→ **TASK**: Type out all the records once more, exactly.

→ **ENTRIES SHOWN**:
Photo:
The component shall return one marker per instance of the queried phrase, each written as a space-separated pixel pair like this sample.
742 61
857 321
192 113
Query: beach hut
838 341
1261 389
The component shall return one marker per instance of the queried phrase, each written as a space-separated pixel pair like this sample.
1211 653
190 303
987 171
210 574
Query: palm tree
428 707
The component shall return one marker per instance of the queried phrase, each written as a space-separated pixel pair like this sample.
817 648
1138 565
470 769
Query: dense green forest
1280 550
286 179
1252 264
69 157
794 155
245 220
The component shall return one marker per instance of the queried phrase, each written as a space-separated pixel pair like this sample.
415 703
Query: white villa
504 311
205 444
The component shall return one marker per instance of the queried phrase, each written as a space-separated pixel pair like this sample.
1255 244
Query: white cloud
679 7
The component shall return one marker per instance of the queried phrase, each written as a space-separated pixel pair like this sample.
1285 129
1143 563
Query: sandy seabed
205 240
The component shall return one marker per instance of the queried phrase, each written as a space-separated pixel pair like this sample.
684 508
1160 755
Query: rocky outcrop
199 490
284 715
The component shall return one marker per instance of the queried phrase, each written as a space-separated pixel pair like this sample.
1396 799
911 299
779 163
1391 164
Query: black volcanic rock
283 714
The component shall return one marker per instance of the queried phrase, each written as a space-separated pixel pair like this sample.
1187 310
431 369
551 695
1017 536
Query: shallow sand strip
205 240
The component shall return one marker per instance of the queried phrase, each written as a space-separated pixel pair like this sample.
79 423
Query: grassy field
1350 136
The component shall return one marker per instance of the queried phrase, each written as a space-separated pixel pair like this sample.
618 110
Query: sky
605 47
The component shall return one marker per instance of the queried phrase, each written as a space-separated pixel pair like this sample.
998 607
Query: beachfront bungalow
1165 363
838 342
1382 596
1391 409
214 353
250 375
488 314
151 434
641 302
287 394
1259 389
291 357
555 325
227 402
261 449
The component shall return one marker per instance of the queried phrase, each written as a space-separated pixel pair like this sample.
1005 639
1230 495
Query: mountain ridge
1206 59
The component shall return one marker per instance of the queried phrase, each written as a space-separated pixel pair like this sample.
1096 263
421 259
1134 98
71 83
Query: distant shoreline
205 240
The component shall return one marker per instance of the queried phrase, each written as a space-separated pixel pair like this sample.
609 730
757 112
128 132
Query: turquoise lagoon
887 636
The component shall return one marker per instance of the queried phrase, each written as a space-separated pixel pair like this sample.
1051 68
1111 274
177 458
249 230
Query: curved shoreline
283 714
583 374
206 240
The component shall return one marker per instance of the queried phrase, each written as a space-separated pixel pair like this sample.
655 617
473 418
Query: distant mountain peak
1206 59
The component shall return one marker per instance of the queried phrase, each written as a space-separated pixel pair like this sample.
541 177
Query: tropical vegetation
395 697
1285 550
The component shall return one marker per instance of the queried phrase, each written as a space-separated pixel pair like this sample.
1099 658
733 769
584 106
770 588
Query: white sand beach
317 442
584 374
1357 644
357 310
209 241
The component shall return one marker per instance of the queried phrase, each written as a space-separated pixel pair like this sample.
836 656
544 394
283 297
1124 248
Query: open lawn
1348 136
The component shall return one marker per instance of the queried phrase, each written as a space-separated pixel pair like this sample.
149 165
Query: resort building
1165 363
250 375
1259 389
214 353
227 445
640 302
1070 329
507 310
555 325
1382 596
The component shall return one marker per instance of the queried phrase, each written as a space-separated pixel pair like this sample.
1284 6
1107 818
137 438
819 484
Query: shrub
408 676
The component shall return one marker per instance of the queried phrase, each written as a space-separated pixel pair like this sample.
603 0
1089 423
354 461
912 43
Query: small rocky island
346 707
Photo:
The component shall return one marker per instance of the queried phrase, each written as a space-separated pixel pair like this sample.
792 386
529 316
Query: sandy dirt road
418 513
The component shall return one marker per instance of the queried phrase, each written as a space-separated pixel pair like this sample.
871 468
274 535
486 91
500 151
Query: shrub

→ **SOLUTION FOR THIS PROBLEM**:
Photo:
The component shall return one marker per instance of the queried phrase, each written as a space-separated pixel pair like this sample.
742 61
857 321
192 113
Query: beach hut
838 341
1261 389
The component shall return one marker per instance of the queried phrase, each written as a space-separated pixel pair like this sample.
1211 653
190 303
987 171
210 574
Query: palm tree
428 707
The component shall return one marker per instance of the queried phrase, each written as a space-separated pixel pair like this sample.
817 648
1138 565
470 769
Query: dense green forest
1280 550
286 179
1252 264
69 157
794 155
245 220
The component shall return one marker per instance of the queried phrase, each written as a space-separated pixel pair like this sample.
415 703
Query: white villa
504 311
205 444
The component shall return one marker per instance of the queried phrase, each written as a space-separated pixel pair like this sample.
1255 244
Query: white cloud
679 7
The component shall return one marker per instance of the queried phrase, each written as a space-separated pixel pair like this sample.
1285 129
1143 563
Query: sandy seabed
205 240
The component shall return one marker per instance of the queried phrase, each written as a space-separated pixel pair like this sample.
684 508
1160 755
Query: rocky outcrop
199 490
284 715
The component shall return one marker per instance of the queried phrase, each written as a space-separated pixel pair like this sample.
1396 799
911 299
779 163
1391 164
Query: black volcanic rock
283 714
The component shall return one marker per instance of the queried phrase, each written as a space-separated pixel pair like this sample.
1187 310
431 369
551 695
1017 536
Query: shallow sand strip
205 240
The component shall return one marker per instance of the queried phrase, each written as a space-separated pixel pair like this sample.
79 423
Query: grassy field
1350 136
The component shall return one marker per instance of the queried phrase, each written as a space-separated pixel pair like this sample.
618 110
Query: sky
605 47
The component shall return one marker per instance of the queried phrase, each written as a space-separated pixel pair like this sample.
998 607
Query: beachfront bungalow
1165 363
838 342
1382 596
1391 409
214 353
250 375
488 314
151 434
641 302
287 394
1259 389
291 357
555 325
227 402
261 449
The component shall return one marker per instance of the queried phrase, each written as a space-separated pixel pair like this sample.
1005 639
1230 495
Query: mountain ridge
1206 59
The component shall return one marker per instance of the queried phrase, each written as a space-separated pixel pair like this sample.
1096 263
421 259
1134 98
71 83
Query: distant shoreline
205 240
The component shall return one marker per instance of the queried phrase, each written as a space-separated pixel pair like this sample.
609 730
757 112
128 132
Query: turquoise lagoon
887 636
The component shall return one marker per instance of the queried phrase, each written as a space-separated pixel pair like this sample.
1051 68
1111 274
177 458
249 230
Query: curved shoreline
283 714
583 374
206 240
The component shall return one marker per instance of the queried phrase, each written as a space-separated pixel pair like this sample.
655 617
473 418
Query: distant mountain peak
1206 59
The component shall return one marker per instance of the queried phrase, each written as a space-separated pixel pair like this sample.
541 177
Query: tropical vegetation
395 697
1285 550
The component shall return one marker per instance of the queried phrase, each written as a space-separated pixel pair like this sample.
1099 658
733 769
584 106
770 588
Query: white sand beach
317 442
584 374
1357 644
357 310
209 241
The component shall return one marker per instance of the queried phrase, each written as a space-separated pixel pair like this sample.
836 656
544 394
283 297
1124 248
Query: open lawn
1348 136
The component shall return one marker per instance of the queried phrase, each written as a space-separated pixel pair like this sample.
149 165
Query: resort building
1165 363
250 375
1259 389
214 353
227 445
640 302
1070 329
507 310
555 325
1382 596
The component shall return one marker per instance of the queried phrase, each written as a space-separated pixel pair like this sample.
1284 6
1107 818
137 438
819 484
Query: shrub
408 676
The component shall return one marker per instance of the queried phrase, each written as a space-separated pixel pair like this sample.
603 0
1089 423
354 461
912 43
Query: small rocky island
346 707
Photo:
The component shall return one marker per instance of the queried phrase, each written as a space-separated pixel pair like this sample.
792 386
529 316
Query: sandy dirt road
418 513
The component shall return one marker per instance of the queried phrase, each written as a space-separated pixel pair like this sample.
871 468
274 535
486 91
500 151
Query: shrub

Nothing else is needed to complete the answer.